Your answer is the lines below, exactly, from the one that contains "Target: man's arm" through the one that contains "[ ] locate the white headscarf", both included.

_Region pointing data_
____
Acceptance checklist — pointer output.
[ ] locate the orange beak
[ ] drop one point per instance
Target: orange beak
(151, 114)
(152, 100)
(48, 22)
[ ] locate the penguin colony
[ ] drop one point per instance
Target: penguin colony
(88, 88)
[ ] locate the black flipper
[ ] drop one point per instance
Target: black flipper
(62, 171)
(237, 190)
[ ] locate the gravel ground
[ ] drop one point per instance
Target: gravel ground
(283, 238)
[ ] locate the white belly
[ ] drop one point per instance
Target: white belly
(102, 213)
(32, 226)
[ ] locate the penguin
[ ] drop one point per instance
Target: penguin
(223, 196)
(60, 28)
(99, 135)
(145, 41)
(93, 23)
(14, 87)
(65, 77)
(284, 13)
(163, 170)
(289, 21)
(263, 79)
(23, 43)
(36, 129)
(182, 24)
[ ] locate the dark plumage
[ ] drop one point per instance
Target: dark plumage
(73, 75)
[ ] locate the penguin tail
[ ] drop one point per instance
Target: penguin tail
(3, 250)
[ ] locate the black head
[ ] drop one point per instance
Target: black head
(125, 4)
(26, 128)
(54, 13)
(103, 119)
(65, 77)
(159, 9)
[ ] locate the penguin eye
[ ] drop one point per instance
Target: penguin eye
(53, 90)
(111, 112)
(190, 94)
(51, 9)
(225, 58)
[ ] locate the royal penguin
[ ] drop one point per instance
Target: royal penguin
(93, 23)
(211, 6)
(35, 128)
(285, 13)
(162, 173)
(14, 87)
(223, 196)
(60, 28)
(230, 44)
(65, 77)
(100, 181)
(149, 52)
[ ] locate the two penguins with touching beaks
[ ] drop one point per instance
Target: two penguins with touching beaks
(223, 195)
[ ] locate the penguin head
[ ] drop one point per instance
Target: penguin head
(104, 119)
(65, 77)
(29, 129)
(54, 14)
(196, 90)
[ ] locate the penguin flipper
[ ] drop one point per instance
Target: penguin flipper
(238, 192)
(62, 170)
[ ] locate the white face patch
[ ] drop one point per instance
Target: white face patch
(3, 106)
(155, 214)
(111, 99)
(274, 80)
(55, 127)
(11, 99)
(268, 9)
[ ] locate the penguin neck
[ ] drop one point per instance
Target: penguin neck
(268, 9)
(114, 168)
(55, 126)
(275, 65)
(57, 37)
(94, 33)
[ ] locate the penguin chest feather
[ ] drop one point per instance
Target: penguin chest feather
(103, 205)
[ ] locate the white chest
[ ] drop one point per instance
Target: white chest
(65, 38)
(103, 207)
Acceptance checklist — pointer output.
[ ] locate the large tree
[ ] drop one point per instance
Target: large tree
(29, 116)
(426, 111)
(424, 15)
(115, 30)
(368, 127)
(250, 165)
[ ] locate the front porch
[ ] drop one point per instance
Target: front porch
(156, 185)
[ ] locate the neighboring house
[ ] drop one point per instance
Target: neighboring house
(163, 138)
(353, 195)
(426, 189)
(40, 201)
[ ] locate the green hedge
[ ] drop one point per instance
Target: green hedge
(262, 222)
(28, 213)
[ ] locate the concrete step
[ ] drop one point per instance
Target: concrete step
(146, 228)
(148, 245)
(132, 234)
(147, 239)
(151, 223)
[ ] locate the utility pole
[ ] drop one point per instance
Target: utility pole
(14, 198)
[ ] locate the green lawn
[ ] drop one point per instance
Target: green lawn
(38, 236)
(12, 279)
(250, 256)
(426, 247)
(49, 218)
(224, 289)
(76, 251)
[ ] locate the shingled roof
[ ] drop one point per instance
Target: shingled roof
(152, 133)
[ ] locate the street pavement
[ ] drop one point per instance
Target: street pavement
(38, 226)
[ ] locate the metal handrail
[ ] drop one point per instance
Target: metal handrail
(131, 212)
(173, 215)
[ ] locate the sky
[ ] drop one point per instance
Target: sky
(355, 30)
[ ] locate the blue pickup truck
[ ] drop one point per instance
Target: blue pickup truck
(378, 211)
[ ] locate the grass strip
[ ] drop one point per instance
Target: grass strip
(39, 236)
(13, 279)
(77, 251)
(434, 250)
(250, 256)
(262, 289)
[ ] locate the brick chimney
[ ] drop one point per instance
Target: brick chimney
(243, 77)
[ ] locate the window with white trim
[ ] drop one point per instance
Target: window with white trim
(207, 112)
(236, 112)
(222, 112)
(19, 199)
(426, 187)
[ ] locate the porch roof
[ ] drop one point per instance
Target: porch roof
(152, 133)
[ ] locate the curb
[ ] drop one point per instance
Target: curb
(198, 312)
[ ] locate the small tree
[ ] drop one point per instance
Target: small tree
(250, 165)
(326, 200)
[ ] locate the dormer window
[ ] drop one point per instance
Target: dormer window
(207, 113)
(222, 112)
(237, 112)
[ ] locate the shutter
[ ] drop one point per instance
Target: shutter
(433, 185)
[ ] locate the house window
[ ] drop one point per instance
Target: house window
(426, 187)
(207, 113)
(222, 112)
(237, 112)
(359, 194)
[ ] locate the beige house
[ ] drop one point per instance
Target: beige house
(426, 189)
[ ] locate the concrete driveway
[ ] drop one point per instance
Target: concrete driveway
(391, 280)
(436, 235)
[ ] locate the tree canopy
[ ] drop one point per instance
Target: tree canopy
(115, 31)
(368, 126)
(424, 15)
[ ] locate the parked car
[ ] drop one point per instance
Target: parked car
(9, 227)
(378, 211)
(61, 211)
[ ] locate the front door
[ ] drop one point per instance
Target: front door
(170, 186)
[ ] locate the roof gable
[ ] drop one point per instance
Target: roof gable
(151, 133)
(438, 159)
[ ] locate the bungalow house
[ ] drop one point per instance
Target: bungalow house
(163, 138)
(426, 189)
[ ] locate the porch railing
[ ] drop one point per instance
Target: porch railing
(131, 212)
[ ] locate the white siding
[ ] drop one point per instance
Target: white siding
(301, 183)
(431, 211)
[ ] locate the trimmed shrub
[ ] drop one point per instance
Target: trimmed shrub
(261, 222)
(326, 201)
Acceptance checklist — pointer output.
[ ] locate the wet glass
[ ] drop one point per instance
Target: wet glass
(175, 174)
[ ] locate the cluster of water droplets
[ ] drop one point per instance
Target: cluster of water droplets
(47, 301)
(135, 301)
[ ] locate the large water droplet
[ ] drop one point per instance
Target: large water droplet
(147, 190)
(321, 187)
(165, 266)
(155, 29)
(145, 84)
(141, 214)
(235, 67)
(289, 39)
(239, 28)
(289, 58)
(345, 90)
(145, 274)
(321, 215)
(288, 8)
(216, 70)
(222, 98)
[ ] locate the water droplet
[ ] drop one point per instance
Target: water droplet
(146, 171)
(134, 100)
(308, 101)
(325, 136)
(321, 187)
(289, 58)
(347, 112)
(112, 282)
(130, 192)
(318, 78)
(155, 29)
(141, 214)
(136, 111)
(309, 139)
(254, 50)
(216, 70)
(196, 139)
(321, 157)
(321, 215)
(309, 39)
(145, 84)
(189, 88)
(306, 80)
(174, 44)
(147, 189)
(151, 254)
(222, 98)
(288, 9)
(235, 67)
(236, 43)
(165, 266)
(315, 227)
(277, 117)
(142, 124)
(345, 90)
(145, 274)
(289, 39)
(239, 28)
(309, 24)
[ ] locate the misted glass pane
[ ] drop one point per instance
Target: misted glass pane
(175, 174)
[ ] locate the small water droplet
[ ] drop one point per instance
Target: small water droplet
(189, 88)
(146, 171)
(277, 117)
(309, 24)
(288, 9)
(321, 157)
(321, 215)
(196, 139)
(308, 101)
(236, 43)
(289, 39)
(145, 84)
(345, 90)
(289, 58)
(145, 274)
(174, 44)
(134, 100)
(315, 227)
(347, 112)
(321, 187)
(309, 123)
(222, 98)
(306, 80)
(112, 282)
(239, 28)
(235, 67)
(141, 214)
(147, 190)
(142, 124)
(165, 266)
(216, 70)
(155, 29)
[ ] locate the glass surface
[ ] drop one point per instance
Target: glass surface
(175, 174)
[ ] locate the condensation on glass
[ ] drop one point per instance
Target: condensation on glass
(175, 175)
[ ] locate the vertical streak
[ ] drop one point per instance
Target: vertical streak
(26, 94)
____
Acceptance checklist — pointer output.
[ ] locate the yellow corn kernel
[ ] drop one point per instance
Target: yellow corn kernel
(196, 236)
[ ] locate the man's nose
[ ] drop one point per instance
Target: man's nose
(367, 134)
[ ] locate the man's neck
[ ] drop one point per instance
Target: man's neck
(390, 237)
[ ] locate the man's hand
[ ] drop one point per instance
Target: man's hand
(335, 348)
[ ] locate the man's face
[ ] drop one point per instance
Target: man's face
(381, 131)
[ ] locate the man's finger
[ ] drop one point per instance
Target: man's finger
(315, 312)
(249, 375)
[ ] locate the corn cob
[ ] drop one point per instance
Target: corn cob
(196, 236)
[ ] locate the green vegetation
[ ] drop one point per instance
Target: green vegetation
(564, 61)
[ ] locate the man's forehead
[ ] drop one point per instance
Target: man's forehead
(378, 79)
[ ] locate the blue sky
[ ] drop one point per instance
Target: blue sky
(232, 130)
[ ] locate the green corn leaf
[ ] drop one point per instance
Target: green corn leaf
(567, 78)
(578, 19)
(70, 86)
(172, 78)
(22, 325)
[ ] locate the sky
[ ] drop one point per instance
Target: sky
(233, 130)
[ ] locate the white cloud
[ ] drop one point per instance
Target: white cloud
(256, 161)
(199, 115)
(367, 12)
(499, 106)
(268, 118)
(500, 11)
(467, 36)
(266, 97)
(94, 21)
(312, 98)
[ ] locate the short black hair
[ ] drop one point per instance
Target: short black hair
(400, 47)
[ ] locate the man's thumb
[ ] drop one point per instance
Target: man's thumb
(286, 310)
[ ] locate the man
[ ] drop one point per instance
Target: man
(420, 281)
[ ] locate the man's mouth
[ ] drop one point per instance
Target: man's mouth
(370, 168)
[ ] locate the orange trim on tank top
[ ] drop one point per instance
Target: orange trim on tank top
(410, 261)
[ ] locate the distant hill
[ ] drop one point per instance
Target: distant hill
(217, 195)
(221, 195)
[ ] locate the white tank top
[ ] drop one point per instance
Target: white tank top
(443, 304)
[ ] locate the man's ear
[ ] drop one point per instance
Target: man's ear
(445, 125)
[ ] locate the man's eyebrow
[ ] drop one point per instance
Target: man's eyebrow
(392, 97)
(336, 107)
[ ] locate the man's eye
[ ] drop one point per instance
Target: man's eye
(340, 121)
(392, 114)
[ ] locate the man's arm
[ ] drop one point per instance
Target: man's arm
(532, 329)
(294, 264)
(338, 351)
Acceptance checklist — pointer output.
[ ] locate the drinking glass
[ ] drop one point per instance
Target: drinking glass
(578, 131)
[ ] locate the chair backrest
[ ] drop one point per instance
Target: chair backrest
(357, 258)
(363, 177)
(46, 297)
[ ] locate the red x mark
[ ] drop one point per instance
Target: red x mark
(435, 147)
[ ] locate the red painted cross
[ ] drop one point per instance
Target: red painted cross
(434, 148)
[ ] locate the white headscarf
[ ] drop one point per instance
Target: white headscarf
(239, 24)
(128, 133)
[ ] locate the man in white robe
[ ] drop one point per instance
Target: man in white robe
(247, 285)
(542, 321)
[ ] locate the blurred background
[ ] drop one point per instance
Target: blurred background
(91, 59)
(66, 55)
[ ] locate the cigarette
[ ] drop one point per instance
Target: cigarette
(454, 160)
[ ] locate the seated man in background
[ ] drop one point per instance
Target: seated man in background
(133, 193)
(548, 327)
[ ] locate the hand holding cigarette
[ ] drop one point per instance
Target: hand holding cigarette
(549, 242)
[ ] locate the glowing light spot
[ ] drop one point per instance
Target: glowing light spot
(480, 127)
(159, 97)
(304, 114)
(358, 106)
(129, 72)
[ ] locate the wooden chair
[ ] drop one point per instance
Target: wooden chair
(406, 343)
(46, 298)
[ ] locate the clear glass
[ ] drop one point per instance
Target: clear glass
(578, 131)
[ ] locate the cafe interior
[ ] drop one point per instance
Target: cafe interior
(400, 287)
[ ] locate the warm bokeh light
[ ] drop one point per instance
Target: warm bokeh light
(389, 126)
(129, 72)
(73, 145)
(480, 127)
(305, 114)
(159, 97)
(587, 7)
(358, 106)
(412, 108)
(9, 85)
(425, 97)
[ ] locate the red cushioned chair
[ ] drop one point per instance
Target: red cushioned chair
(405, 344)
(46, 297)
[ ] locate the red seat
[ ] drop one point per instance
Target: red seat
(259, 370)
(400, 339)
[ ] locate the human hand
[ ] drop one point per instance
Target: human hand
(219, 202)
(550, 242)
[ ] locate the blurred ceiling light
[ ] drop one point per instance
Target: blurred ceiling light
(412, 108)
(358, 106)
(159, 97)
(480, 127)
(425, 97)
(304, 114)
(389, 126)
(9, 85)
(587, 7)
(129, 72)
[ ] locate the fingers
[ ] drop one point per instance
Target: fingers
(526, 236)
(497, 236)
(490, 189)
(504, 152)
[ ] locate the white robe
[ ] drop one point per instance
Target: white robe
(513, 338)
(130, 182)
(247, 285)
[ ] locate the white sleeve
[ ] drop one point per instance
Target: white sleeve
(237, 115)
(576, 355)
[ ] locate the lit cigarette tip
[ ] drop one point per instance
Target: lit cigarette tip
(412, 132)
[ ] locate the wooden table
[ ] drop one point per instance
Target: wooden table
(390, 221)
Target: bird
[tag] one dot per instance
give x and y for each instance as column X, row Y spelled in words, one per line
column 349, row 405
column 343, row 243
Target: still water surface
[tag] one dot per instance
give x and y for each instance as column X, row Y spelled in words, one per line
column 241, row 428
____
_Answer to the exercise_
Target: man's arm
(532, 329)
(294, 264)
(338, 351)
Acceptance checklist — pointer output.
[ ] locate the drinking glass
[ ] drop one point per instance
Target: drinking glass
(578, 131)
[ ] locate the chair backrest
[ ] drop one point per instance
Target: chair backrest
(357, 258)
(363, 177)
(46, 297)
[ ] locate the red x mark
[ ] drop one point per instance
Target: red x mark
(435, 147)
[ ] locate the red painted cross
[ ] drop one point per instance
Target: red painted cross
(434, 148)
[ ] locate the white headscarf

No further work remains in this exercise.